* _Stated exercise_
Count how many lines of the data below contain the string "dark", treating case as significant, and give only that number.

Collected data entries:

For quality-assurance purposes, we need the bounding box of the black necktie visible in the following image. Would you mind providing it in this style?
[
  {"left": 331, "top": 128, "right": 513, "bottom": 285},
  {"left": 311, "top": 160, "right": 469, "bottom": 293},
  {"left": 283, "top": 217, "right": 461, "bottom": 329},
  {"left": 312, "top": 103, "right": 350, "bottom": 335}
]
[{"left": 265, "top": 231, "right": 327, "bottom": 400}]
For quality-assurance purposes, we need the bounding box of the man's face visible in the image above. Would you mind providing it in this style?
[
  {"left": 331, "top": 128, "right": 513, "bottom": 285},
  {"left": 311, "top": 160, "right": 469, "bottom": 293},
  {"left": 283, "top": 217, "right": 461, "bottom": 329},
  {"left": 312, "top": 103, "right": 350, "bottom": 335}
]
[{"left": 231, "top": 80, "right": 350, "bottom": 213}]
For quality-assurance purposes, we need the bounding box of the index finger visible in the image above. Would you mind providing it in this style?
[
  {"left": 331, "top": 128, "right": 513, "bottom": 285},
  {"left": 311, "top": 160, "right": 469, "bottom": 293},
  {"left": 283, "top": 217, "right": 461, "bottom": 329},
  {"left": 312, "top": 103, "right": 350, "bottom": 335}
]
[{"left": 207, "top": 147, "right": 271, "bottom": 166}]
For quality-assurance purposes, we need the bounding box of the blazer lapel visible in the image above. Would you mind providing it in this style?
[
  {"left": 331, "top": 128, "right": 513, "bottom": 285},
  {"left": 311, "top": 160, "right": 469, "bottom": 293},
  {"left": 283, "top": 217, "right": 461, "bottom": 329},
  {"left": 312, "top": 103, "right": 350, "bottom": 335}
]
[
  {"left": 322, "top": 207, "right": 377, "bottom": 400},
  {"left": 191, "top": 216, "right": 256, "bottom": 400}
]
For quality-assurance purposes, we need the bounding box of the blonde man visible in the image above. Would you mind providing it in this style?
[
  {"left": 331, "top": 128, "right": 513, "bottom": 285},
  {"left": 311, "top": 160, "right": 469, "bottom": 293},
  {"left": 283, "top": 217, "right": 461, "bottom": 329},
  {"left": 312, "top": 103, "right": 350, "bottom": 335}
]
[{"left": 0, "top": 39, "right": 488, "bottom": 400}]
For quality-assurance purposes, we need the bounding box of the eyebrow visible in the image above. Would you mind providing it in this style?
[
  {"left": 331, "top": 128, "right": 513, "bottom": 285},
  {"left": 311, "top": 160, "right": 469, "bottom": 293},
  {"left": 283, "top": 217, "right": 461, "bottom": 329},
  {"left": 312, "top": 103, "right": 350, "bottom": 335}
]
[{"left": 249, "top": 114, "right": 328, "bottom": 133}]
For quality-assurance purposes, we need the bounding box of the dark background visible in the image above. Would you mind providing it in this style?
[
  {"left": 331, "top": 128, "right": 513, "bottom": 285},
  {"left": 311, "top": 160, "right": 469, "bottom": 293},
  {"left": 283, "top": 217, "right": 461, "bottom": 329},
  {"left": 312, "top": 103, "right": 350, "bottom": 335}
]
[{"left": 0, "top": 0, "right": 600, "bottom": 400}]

* _Reply_
1